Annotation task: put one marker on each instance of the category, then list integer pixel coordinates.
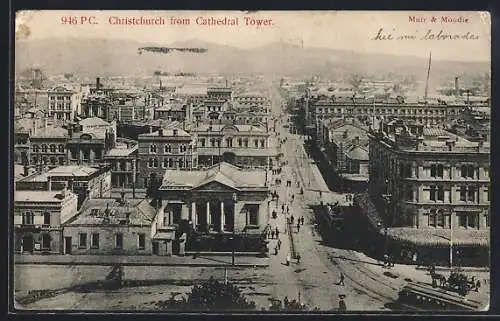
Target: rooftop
(110, 211)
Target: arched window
(432, 218)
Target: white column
(194, 218)
(222, 217)
(209, 219)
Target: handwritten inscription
(428, 34)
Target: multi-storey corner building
(169, 147)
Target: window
(471, 193)
(28, 218)
(82, 240)
(141, 241)
(119, 241)
(46, 218)
(253, 215)
(440, 218)
(95, 241)
(46, 241)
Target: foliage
(210, 295)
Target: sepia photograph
(251, 161)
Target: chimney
(49, 183)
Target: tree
(210, 295)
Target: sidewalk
(145, 260)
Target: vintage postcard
(251, 161)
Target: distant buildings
(241, 145)
(167, 148)
(428, 178)
(201, 209)
(38, 216)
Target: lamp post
(235, 199)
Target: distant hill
(90, 57)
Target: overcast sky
(349, 30)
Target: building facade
(202, 209)
(166, 148)
(60, 103)
(37, 219)
(431, 178)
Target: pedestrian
(342, 305)
(341, 281)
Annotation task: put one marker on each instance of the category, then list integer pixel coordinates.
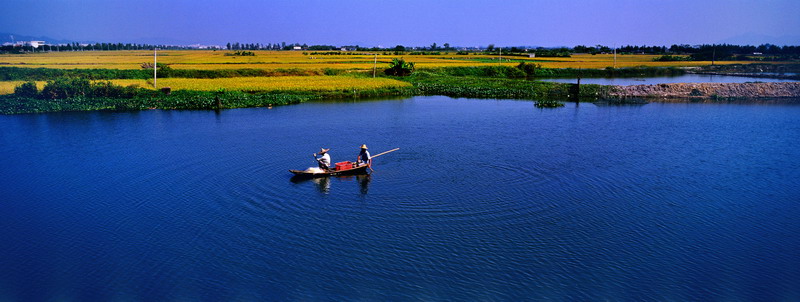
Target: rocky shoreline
(708, 90)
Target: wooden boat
(351, 170)
(362, 169)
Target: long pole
(155, 65)
(382, 153)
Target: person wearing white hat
(324, 160)
(363, 156)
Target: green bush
(27, 89)
(62, 88)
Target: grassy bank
(73, 94)
(495, 87)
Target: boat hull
(354, 171)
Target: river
(485, 200)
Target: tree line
(75, 46)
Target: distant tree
(399, 67)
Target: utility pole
(375, 65)
(713, 55)
(155, 67)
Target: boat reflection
(323, 184)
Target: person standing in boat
(363, 156)
(324, 159)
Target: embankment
(708, 90)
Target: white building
(34, 44)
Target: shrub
(62, 88)
(27, 89)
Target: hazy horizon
(412, 23)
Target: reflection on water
(323, 184)
(486, 200)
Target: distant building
(34, 44)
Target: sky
(411, 23)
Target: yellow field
(7, 87)
(308, 83)
(303, 83)
(199, 59)
(272, 60)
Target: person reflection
(323, 184)
(363, 182)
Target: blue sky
(410, 23)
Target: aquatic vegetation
(288, 83)
(548, 104)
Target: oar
(382, 153)
(379, 154)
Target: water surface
(486, 200)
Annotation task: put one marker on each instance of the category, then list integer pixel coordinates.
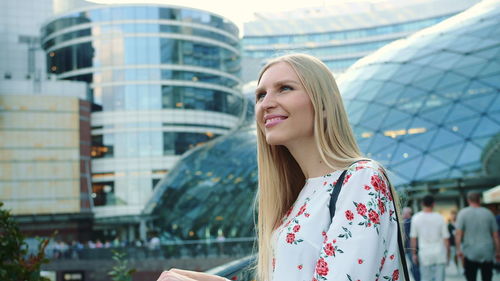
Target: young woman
(304, 145)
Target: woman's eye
(259, 96)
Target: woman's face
(284, 112)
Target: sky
(238, 11)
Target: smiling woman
(283, 108)
(306, 155)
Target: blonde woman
(305, 143)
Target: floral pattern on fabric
(360, 243)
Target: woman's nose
(268, 101)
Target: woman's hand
(186, 275)
(173, 276)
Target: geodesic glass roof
(427, 105)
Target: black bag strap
(333, 201)
(335, 194)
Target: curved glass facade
(162, 79)
(340, 39)
(427, 106)
(210, 191)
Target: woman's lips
(270, 122)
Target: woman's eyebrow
(277, 83)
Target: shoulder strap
(333, 201)
(335, 194)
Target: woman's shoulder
(367, 165)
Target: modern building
(21, 56)
(210, 191)
(45, 158)
(341, 33)
(427, 107)
(44, 132)
(163, 79)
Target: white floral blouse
(359, 244)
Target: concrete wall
(40, 154)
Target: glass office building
(163, 80)
(427, 107)
(344, 32)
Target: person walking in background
(451, 230)
(407, 213)
(430, 229)
(476, 239)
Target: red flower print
(349, 215)
(361, 208)
(373, 216)
(379, 184)
(302, 209)
(347, 179)
(381, 206)
(329, 249)
(296, 228)
(322, 267)
(395, 275)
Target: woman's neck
(309, 159)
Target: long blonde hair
(280, 177)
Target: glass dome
(426, 106)
(210, 191)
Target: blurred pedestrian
(407, 214)
(431, 231)
(451, 230)
(476, 237)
********************
**Problem to work on**
Provide a precise transcription of the listing, excluding each picture.

**Reply to the task**
Annotation task: put one marker on each instance of the category, then list integer pixel coordinates.
Target: rooftop
(110, 211)
Target: arched window
(432, 218)
Target: white column
(194, 218)
(222, 217)
(209, 219)
Target: handwritten inscription
(428, 34)
Target: multi-storey corner building
(169, 147)
Target: window
(471, 193)
(28, 218)
(82, 240)
(141, 241)
(119, 241)
(46, 218)
(253, 215)
(440, 218)
(95, 241)
(46, 241)
Target: foliage
(210, 295)
Target: sepia photograph
(251, 161)
Target: chimney
(49, 183)
Target: tree
(210, 295)
Target: sidewalk
(145, 260)
Target: vintage postcard
(251, 161)
Target: distant buildings
(241, 145)
(167, 148)
(428, 178)
(201, 209)
(38, 216)
Target: lamp post
(235, 199)
Target: distant hill
(90, 57)
Target: overcast sky
(349, 30)
Target: building facade
(202, 209)
(166, 148)
(60, 103)
(37, 219)
(431, 178)
Target: pedestrian
(342, 305)
(341, 281)
Annotation task: put one marker on each instance of the category, then list integer pixel coordinates.
Target: rocky shoreline
(708, 90)
Target: wooden boat
(351, 170)
(362, 169)
Target: long pole
(155, 65)
(382, 153)
Target: person wearing white hat
(324, 160)
(363, 156)
Target: green bush
(27, 89)
(62, 88)
Target: grassy bank
(73, 94)
(495, 87)
Target: boat hull
(354, 171)
Target: river
(485, 200)
Target: tree line
(75, 46)
Target: distant tree
(399, 67)
Target: utility pole
(375, 65)
(713, 55)
(155, 67)
Target: boat reflection
(323, 184)
Target: person standing in boat
(363, 156)
(324, 159)
Target: embankment
(708, 90)
Target: white building
(34, 44)
Target: shrub
(62, 88)
(27, 89)
Target: hazy horizon
(412, 23)
Target: reflection on water
(323, 184)
(486, 200)
Target: distant building
(34, 44)
Target: sky
(411, 23)
Target: yellow field
(7, 87)
(308, 83)
(303, 83)
(199, 59)
(272, 60)
Target: person reflection
(323, 184)
(363, 182)
Target: blue sky
(410, 23)
Target: aquatic vegetation
(288, 83)
(548, 104)
Target: oar
(382, 153)
(379, 154)
Target: water surface
(486, 200)
Annotation task: put one marker on each instance of the category, then list integer pixel coordinates.
Target: young woman
(304, 145)
Target: woman's eye
(259, 96)
Target: woman's face
(284, 112)
Target: sky
(238, 11)
Target: smiling woman
(283, 108)
(306, 155)
Target: blonde woman
(305, 143)
Target: floral pattern on fabric
(360, 243)
Target: woman's nose
(268, 101)
Target: woman's hand
(186, 275)
(173, 276)
Target: geodesic glass roof
(427, 105)
Target: black bag strap
(333, 201)
(335, 194)
Target: curved glass facade
(162, 79)
(340, 39)
(427, 106)
(210, 191)
Target: woman's lips
(270, 122)
Target: woman's eyebrow
(277, 83)
Target: shoulder strap
(333, 201)
(335, 194)
Target: woman's shoulder
(367, 165)
Target: modern building
(21, 56)
(210, 191)
(45, 158)
(341, 33)
(427, 107)
(44, 132)
(163, 79)
Target: white floral blouse
(359, 244)
Target: concrete wall
(40, 154)
Target: glass office building
(163, 80)
(427, 107)
(344, 32)
Target: person walking in background
(451, 230)
(407, 213)
(430, 229)
(476, 239)
Target: red flower print
(349, 215)
(361, 208)
(373, 216)
(379, 184)
(302, 209)
(347, 179)
(381, 206)
(329, 249)
(296, 228)
(322, 267)
(395, 275)
Target: woman's neck
(309, 159)
Target: long blonde hair
(280, 177)
Target: glass dome
(426, 106)
(210, 191)
Target: blurred pedestrian
(407, 214)
(431, 231)
(451, 230)
(476, 237)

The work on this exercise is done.